▶ Article
--- Start ---
Lewis Green Stevenson (August 15, 1868 – April 5, 1929) was an American politician. He was the Illinois Secretary of State from 1914 to 1917 and a member of Illinois' political Stevenson family.

Early life
Born in Chenoa, Illinois, Stevenson was educated in the Bloomington public schools, at Phillips Exeter Academy, and at Illinois State Normal University (now Illinois State University). He died of a heart ailment, at his home, in Bloomington, Illinois.

Stevenson's father, Adlai Ewing Stevenson I, was the 23rd Vice President of the United States from 1893 to 1897. Stevenson's son, Adlai Ewing Stevenson II, was the Governor of Illinois, the Democratic candidate for President of the United States in 1952 and 1956 and later the United States Ambassador to the United Nations. His grandson, Adlai Ewing Stevenson III, was a U.S. senator from Illinois. The actor McLean Stevenson was his first cousin twice removed.
--- End ---
[Recorded data]
--- Start ---
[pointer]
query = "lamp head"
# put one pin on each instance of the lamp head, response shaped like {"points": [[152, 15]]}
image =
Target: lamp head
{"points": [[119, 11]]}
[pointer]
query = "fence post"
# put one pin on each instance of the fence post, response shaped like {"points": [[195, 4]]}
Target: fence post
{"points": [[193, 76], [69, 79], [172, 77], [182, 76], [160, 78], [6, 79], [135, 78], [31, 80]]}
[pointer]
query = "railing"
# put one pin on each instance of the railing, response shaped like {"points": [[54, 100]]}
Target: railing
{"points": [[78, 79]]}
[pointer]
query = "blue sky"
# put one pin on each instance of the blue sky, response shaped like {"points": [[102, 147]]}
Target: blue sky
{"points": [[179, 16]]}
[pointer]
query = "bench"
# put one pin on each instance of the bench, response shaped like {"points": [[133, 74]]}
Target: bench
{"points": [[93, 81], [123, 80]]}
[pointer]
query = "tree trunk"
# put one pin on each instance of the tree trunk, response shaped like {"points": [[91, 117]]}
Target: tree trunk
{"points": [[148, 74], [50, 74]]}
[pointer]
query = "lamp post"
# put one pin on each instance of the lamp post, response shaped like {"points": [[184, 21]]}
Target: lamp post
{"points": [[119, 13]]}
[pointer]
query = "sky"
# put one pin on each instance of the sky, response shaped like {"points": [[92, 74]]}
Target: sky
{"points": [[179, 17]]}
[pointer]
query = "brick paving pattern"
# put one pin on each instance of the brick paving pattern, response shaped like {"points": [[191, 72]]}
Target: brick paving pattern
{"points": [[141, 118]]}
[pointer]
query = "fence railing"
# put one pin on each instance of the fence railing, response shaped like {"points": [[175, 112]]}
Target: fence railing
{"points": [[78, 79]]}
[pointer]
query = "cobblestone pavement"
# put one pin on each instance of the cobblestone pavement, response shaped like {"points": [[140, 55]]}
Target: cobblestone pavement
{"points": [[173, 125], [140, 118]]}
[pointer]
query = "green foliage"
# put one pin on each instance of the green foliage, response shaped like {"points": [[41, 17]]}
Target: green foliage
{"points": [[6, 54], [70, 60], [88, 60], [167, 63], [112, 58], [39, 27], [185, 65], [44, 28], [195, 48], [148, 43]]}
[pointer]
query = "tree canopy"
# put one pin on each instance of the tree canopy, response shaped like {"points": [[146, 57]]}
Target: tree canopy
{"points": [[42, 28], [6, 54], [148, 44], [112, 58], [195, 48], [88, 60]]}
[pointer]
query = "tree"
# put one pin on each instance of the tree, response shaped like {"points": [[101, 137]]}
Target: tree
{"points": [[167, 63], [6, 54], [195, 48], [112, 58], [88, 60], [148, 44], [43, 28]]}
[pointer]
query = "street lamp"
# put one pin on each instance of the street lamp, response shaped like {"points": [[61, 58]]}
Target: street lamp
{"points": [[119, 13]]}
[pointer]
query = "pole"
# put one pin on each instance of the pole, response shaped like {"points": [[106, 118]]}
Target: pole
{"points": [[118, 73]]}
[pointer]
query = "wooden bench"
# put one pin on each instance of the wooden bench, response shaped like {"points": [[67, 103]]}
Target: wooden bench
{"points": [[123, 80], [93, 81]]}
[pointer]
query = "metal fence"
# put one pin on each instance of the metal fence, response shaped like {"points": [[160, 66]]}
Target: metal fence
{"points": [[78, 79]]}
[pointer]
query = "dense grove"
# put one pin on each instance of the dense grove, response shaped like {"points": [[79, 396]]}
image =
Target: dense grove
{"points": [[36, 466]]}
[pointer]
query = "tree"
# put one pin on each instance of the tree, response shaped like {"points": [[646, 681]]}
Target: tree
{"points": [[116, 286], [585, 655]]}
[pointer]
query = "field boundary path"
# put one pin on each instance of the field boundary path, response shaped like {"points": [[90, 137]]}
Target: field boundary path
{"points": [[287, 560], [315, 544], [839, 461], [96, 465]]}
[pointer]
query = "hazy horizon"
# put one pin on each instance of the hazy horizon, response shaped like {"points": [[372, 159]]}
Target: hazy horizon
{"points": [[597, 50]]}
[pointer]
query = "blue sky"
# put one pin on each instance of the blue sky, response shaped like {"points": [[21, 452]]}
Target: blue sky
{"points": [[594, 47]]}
--- End ---
▶ Task to complete
Can you write the next part of the Lewis Green Stevenson biography, picking up after its final sentence? These records have no connection to the Lewis Green Stevenson biography.

▶ Task answer
Marriage and issue

Lewis Stevenson married Helen Louise Davis, daughter of Pantagraph publisher W. O. Davis and granddaughter of Jesse Fell. They had two children, Elizabeth "Buffy" and Adlai Ewing Stevenson II.

Political career
Lewis followed in his father's footsteps as a Democratic Party leader. He served as his father's private secretary while his father was Vice President of the United States. Later, Lewis served as chairman of the Illinois State Board of Pardons, president of the Illinois Centennial Commission, and as Secretary of State under Governor Edward Dunne. He took an active part in the national conventions of the Democratic party and was frequently consulted on party policy.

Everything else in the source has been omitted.